[Records provided]
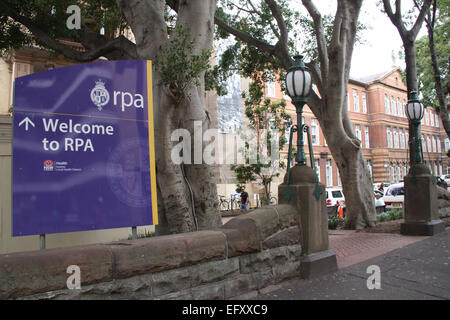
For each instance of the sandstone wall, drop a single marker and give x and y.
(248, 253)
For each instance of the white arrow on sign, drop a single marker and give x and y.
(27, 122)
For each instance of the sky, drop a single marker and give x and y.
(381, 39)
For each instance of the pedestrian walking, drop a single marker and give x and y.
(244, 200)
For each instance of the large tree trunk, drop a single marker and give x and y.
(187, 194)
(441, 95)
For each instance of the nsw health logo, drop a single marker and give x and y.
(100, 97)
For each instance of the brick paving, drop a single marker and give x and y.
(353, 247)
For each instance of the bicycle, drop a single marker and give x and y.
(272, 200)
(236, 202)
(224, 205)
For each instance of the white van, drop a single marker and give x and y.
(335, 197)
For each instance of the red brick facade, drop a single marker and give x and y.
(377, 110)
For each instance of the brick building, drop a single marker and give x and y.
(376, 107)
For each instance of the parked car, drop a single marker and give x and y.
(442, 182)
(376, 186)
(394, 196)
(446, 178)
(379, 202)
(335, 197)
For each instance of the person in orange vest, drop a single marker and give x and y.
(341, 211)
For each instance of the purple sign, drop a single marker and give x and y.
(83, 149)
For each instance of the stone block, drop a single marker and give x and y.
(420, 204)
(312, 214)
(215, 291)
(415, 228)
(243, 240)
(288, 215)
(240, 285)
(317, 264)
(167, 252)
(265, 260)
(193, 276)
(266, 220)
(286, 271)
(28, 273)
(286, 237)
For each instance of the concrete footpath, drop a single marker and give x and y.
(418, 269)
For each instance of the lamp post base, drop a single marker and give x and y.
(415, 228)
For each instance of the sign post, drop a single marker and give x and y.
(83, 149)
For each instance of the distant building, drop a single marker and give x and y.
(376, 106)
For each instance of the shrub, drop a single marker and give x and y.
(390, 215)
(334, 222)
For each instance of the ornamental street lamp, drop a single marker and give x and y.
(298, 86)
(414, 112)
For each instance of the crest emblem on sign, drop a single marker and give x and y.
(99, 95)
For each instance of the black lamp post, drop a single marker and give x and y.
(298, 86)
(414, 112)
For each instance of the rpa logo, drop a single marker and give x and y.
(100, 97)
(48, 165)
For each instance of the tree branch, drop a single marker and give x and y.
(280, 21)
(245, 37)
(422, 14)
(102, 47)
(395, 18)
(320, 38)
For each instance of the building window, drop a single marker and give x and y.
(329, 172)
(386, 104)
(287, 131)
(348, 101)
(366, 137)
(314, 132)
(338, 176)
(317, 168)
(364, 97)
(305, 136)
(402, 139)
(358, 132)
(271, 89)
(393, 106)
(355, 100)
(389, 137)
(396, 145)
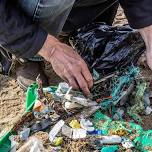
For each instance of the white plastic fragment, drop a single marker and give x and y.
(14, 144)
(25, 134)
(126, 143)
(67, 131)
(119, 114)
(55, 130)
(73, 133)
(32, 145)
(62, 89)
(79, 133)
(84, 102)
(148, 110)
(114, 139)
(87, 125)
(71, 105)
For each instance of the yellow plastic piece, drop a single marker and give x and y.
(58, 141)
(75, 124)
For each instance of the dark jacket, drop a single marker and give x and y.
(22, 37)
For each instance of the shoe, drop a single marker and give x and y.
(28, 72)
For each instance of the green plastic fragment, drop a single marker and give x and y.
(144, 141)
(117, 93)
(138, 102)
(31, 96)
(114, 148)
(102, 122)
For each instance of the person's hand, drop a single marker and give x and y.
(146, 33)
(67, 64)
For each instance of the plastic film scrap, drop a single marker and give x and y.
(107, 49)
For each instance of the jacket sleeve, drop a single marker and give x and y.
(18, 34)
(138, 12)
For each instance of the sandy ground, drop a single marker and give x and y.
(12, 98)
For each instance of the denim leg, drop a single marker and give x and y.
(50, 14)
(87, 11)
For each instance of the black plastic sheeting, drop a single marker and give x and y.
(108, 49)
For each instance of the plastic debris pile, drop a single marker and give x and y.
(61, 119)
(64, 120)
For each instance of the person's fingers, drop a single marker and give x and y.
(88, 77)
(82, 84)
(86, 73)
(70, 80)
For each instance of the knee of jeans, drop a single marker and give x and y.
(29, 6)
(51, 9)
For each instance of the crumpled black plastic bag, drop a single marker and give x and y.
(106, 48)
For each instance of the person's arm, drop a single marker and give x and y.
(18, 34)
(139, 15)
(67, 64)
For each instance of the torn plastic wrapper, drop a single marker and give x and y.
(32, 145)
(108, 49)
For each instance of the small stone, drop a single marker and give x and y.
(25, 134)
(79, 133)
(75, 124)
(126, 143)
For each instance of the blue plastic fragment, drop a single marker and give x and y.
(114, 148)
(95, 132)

[Action item] Repeat word for word each line from the one with "For each instance of the person's fingers, drop" to the end of the records above, inclusive.

[Answer to the exercise]
For each instance of the person's fingers, drop a single marker and give x and y.
(88, 77)
(82, 84)
(86, 73)
(70, 80)
For each instance of the knee of jeans, drop a single marker and give x and y.
(29, 6)
(51, 9)
For each instance of the crumpled black plastic bag, drop a single marker and give x and y.
(106, 48)
For each instance of the person's arm, drop a single marker and give x and y.
(18, 34)
(139, 15)
(67, 64)
For each instance of the torn plastic wrapper, drop a single marker and give x and y.
(32, 145)
(108, 49)
For each instance of the small stone, drop a single marker and give x and y.
(25, 134)
(79, 133)
(75, 124)
(126, 143)
For each instance of the blue plastic fragment, drop a single marker and give x and y.
(114, 148)
(95, 132)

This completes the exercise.